- Task: Gather every line of the data below that contains the word "railing" and copy each one out.

**** Material provided ****

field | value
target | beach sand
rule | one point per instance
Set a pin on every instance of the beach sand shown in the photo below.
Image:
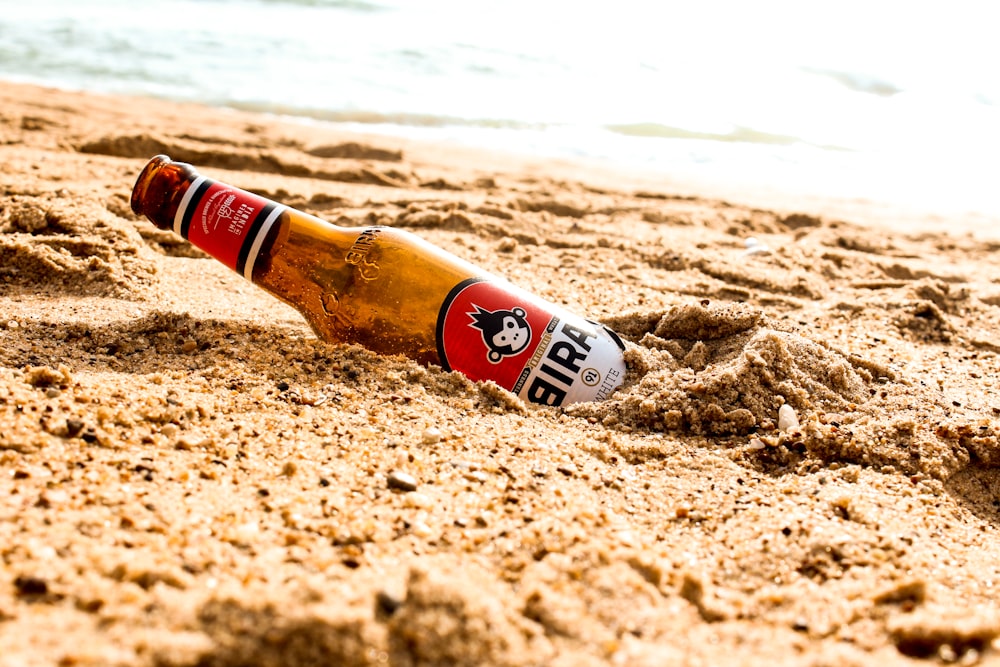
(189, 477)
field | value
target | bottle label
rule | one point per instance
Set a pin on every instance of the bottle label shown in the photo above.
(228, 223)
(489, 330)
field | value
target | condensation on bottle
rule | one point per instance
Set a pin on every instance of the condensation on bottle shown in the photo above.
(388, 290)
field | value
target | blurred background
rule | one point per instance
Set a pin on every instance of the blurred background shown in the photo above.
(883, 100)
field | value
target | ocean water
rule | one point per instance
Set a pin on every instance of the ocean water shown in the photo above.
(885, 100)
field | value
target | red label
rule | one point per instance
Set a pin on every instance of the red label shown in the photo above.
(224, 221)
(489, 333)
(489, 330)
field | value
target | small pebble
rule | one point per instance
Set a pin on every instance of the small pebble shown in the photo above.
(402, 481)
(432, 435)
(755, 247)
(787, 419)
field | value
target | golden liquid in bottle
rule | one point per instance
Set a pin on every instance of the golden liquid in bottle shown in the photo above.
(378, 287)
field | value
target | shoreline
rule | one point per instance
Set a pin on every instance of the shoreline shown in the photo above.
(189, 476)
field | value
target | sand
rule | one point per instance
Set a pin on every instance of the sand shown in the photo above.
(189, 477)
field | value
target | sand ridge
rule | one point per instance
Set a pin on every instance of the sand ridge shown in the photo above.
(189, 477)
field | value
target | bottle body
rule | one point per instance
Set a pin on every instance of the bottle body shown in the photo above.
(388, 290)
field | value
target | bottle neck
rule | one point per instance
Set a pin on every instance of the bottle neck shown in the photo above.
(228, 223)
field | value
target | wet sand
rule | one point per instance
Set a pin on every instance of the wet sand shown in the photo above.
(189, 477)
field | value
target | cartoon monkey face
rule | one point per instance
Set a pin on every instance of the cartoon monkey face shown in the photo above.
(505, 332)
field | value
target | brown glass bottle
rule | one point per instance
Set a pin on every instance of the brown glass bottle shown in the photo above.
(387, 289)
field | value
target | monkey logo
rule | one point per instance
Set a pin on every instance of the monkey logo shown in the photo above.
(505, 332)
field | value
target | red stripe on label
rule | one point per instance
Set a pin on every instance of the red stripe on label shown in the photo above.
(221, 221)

****
**** Material provided ****

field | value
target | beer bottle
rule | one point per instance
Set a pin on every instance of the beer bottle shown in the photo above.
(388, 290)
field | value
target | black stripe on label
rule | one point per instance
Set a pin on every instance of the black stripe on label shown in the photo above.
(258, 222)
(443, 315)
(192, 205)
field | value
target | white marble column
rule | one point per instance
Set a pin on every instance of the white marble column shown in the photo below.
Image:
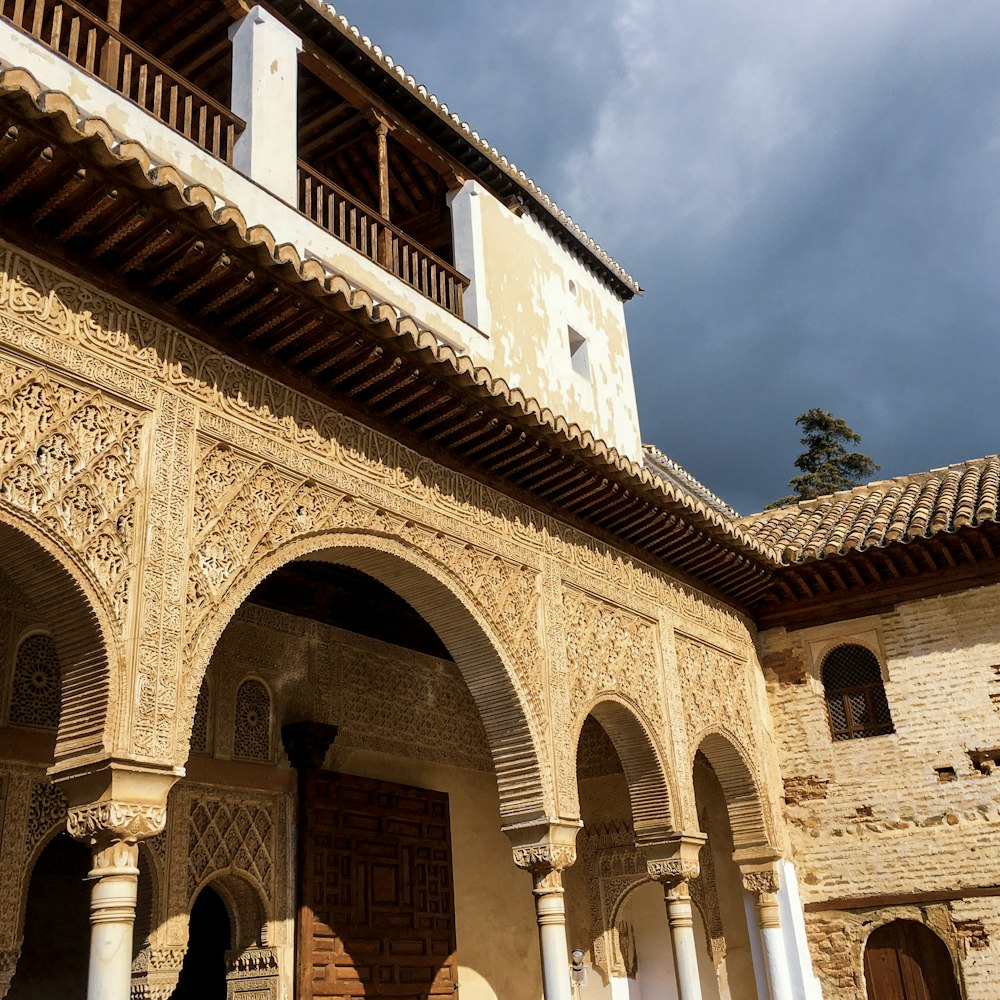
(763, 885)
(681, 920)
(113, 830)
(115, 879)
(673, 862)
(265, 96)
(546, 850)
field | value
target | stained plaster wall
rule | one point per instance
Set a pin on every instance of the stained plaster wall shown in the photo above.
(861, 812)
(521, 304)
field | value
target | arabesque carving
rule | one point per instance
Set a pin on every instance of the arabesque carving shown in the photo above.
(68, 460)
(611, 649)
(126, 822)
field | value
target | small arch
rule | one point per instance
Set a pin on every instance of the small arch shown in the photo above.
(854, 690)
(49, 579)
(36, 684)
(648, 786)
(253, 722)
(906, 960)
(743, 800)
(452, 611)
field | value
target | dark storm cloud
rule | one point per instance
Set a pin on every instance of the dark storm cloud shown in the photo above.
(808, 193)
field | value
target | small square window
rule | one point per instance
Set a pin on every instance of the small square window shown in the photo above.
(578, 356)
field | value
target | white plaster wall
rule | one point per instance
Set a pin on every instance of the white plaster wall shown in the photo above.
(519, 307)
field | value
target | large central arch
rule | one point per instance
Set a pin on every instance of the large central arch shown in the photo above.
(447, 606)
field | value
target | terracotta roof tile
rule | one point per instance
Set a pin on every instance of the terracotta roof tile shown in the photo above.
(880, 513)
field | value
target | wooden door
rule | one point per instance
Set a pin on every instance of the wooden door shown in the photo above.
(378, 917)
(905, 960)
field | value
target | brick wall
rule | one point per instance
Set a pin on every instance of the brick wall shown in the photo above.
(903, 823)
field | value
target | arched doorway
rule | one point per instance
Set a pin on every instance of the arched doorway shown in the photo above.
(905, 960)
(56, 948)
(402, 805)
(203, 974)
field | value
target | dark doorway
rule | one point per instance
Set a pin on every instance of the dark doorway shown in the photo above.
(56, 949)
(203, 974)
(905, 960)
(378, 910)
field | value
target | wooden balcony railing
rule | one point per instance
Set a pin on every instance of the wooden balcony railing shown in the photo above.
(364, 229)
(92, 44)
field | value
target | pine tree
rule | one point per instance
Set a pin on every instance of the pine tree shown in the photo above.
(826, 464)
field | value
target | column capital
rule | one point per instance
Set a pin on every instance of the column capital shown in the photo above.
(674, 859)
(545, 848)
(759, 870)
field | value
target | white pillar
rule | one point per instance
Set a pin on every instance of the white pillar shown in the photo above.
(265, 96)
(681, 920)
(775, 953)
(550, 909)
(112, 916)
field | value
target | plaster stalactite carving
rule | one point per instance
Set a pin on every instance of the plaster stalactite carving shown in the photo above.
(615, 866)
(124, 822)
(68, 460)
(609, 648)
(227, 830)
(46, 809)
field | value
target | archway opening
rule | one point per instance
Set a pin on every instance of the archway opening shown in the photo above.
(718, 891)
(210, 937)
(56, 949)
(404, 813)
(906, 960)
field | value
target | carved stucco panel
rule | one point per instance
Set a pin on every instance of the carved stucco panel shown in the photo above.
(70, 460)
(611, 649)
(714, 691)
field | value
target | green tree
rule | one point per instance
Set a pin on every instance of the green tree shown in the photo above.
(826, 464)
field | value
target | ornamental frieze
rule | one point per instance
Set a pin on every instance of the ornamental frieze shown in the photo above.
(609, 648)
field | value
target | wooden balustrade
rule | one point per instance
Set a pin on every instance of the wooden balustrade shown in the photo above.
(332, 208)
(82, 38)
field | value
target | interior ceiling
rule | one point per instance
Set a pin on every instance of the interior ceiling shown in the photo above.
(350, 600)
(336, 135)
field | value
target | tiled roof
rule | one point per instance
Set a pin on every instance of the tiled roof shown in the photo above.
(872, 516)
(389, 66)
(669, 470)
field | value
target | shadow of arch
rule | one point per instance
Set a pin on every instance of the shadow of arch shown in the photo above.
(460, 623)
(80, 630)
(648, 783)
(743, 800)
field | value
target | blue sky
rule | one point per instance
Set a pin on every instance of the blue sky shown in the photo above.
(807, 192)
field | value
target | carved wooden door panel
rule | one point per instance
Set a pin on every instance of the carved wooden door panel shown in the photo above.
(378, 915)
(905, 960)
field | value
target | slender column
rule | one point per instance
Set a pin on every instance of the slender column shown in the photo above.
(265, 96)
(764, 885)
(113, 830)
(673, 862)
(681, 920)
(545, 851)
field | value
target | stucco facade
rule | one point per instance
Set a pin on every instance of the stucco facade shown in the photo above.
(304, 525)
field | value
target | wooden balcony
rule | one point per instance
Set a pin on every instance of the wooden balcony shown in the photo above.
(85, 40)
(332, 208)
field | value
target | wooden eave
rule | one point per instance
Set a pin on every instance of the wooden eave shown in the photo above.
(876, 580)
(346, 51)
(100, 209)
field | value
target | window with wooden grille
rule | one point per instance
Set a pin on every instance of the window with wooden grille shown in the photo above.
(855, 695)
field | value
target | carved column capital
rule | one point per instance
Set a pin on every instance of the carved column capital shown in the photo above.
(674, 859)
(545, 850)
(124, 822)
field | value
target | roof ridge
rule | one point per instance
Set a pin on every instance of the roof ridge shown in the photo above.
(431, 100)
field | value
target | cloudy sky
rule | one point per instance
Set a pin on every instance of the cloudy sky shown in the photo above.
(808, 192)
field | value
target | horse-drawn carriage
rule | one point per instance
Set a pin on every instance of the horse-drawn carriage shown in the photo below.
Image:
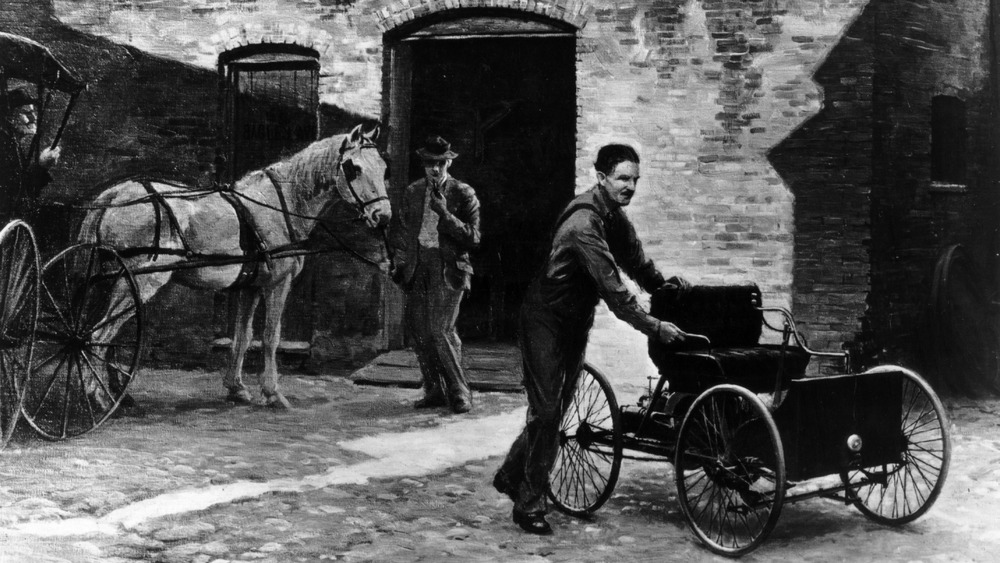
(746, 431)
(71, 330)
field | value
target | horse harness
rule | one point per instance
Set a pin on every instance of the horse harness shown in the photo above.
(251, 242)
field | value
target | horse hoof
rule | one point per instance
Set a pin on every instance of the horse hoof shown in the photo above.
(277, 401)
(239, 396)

****

- Answer to the task:
target | wooden balcony railing
Set a pin on every instance of the wooden balcony railing shown in the photo above.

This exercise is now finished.